# [Task statement]
Extract each line of the material that follows exactly and omit its pictures.

# [Recorded information]
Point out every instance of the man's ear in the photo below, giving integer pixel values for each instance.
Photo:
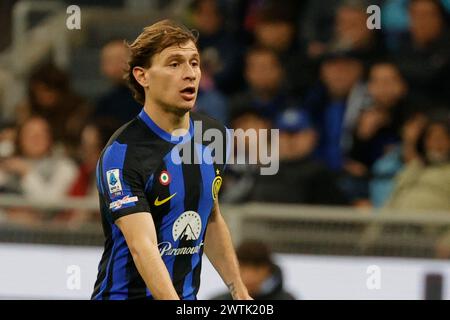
(141, 76)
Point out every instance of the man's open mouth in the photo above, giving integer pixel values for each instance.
(188, 93)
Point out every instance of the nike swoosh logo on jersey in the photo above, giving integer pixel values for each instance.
(161, 202)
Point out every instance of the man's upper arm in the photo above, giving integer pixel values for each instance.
(121, 182)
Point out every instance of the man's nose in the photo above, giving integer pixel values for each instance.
(189, 73)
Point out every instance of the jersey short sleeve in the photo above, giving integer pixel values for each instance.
(120, 181)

# [Output of the exercise]
Point out every instance of the man's ear in the photo below, giving integer pixel values for each instance.
Photo:
(141, 76)
Point out every instance of the man's open mouth in the photo above, giving integer pixel values for each instance.
(188, 93)
Point out every instance of the nike swoosh logo on jersey in the photo above, giving integer pixel values for each instance.
(161, 202)
Point out every instance of the man's upper arm in the photo above, giving integer pixel values for each instance.
(121, 182)
Point out every instance of the man's nose in the photo above, giving integer pixel values for each instance.
(189, 73)
Point out every instance of the jersey short sleeve in the photo above, giving integer pixel values for each instance.
(120, 181)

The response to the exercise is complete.